**OBJECTIF ÉNONCÉ**
Filtrez les lignes ci-dessous et recopiez chacune de celles qui contiennent la chaîne « wall ».

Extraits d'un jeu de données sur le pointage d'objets
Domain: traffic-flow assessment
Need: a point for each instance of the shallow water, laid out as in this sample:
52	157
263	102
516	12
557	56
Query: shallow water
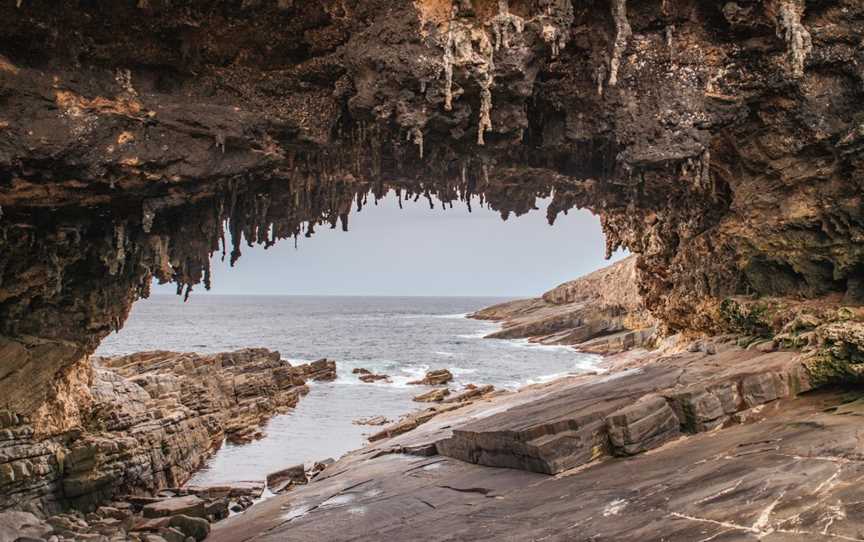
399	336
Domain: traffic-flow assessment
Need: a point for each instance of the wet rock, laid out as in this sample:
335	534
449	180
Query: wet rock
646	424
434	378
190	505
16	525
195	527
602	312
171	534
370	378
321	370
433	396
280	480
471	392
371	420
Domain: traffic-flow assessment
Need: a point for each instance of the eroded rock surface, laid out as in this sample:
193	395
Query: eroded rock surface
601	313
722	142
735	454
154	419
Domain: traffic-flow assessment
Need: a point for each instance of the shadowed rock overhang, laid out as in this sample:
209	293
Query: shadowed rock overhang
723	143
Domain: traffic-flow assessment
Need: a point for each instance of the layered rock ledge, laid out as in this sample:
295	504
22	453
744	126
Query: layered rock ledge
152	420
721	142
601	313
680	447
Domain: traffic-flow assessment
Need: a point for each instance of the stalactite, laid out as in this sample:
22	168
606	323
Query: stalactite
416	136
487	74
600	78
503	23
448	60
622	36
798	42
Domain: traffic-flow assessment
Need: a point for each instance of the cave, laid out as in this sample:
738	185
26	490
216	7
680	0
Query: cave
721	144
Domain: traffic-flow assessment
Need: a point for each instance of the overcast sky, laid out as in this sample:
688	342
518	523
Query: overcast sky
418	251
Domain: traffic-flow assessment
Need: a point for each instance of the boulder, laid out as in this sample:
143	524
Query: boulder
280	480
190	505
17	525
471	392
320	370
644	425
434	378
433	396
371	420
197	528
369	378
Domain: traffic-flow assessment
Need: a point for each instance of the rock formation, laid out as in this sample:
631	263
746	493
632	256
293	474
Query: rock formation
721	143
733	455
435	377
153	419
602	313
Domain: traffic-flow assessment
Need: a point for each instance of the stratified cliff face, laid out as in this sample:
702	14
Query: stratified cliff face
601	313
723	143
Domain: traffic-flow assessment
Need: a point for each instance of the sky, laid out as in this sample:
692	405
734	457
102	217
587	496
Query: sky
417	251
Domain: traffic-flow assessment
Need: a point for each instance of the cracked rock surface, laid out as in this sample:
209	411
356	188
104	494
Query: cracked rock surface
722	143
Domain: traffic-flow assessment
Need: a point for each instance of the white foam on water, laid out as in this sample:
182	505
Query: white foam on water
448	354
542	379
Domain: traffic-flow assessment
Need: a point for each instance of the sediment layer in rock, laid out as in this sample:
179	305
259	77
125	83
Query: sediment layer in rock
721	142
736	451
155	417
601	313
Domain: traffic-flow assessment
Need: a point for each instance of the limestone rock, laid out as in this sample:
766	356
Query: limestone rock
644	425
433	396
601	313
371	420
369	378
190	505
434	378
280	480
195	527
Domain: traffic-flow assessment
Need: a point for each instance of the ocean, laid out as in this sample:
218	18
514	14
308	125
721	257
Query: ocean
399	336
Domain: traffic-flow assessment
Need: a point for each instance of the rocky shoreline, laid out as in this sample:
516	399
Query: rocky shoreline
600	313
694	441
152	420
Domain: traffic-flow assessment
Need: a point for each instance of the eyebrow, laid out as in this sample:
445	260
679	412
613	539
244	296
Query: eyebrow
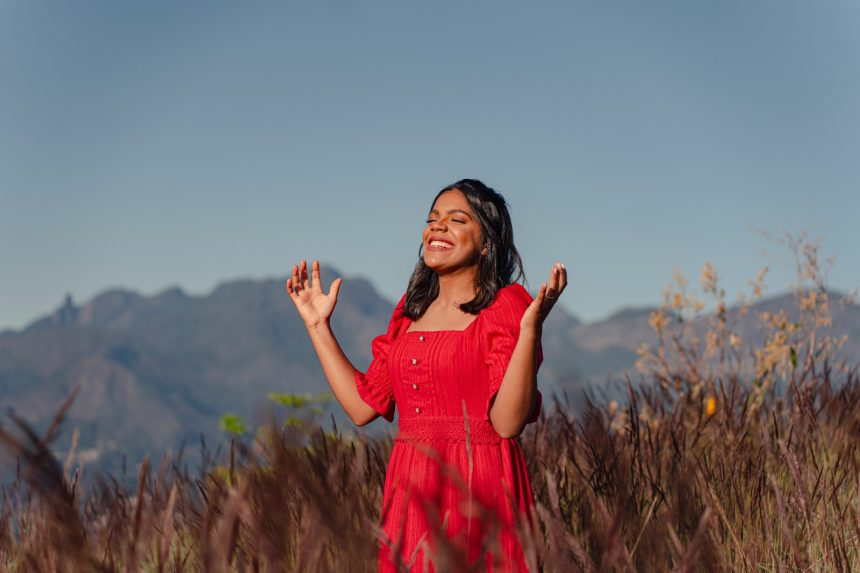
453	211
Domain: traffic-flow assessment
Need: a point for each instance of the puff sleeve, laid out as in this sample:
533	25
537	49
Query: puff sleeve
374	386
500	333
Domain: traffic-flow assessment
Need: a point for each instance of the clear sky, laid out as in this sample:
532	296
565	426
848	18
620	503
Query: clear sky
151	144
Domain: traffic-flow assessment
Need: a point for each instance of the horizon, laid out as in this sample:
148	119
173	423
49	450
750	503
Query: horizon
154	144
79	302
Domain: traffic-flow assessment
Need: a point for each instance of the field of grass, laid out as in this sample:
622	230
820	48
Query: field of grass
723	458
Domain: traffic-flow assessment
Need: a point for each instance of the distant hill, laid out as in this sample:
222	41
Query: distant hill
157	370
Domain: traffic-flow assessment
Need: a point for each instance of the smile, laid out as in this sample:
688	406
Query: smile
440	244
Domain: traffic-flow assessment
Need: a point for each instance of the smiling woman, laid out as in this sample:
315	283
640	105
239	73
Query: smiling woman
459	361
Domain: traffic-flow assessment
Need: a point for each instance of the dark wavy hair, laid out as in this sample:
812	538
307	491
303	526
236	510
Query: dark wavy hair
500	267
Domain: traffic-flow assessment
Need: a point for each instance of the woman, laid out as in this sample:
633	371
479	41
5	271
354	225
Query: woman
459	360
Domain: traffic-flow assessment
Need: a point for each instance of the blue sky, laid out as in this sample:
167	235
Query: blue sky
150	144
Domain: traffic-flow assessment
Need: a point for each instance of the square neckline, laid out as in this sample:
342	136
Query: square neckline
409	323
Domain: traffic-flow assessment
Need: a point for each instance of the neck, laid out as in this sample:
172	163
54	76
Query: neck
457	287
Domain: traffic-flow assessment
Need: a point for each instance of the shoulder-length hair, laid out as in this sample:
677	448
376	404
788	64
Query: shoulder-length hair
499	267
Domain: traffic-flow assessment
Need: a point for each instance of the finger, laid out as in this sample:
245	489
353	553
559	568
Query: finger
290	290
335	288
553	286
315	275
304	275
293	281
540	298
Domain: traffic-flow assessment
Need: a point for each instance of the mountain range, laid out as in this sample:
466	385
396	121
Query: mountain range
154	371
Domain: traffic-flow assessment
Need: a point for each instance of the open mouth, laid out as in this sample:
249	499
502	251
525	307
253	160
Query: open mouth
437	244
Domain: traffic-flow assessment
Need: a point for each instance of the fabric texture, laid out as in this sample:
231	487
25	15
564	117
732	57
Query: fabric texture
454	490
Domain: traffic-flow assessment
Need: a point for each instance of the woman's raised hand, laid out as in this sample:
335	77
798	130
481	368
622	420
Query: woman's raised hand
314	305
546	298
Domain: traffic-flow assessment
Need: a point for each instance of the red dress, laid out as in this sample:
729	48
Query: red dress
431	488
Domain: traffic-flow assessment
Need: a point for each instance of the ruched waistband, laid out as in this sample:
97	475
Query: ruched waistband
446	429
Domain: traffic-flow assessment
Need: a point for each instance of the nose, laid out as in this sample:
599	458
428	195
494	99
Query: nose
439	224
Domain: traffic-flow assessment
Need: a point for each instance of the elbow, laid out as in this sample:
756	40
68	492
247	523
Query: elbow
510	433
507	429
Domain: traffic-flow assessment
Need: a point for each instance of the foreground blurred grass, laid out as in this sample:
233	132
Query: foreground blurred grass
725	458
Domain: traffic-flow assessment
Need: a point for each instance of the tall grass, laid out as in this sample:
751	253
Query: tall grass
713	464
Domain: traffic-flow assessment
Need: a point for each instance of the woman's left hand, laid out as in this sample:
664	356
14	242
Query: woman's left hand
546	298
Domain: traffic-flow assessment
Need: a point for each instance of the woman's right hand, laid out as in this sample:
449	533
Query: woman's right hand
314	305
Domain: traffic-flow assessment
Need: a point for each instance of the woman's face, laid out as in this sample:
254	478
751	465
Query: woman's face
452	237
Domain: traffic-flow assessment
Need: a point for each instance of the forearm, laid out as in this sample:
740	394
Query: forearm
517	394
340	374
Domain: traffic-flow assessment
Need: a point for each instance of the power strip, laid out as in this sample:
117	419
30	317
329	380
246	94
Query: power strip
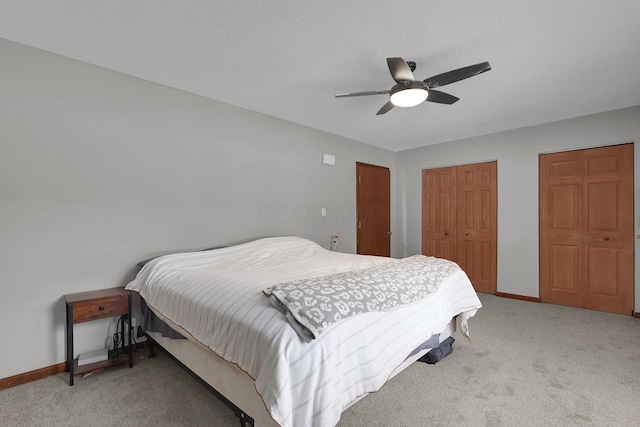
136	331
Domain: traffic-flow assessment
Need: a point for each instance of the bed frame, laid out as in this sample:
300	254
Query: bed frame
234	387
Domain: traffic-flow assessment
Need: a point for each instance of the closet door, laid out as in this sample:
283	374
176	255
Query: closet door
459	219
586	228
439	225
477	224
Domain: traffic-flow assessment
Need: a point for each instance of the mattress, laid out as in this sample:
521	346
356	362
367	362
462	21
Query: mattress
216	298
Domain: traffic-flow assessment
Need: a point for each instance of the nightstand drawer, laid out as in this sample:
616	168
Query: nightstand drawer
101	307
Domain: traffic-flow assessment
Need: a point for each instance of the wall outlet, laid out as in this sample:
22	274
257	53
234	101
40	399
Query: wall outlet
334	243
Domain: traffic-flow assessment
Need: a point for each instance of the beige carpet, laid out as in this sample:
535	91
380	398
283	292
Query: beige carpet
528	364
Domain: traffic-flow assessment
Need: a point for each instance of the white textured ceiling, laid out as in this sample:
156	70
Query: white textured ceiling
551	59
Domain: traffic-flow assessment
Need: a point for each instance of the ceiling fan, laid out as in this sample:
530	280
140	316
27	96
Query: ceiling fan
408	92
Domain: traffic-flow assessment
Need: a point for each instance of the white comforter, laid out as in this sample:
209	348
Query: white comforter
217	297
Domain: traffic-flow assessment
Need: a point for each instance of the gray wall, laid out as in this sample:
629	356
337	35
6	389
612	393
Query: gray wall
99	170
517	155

**RÉPONSE À L'EXERCICE**
Need: a point for each instance of the wall outlet, laid out as in this sample:
Query: wall outlet
Need: a point for each instance of the gray wall, laid out as in this sample:
Query: gray wall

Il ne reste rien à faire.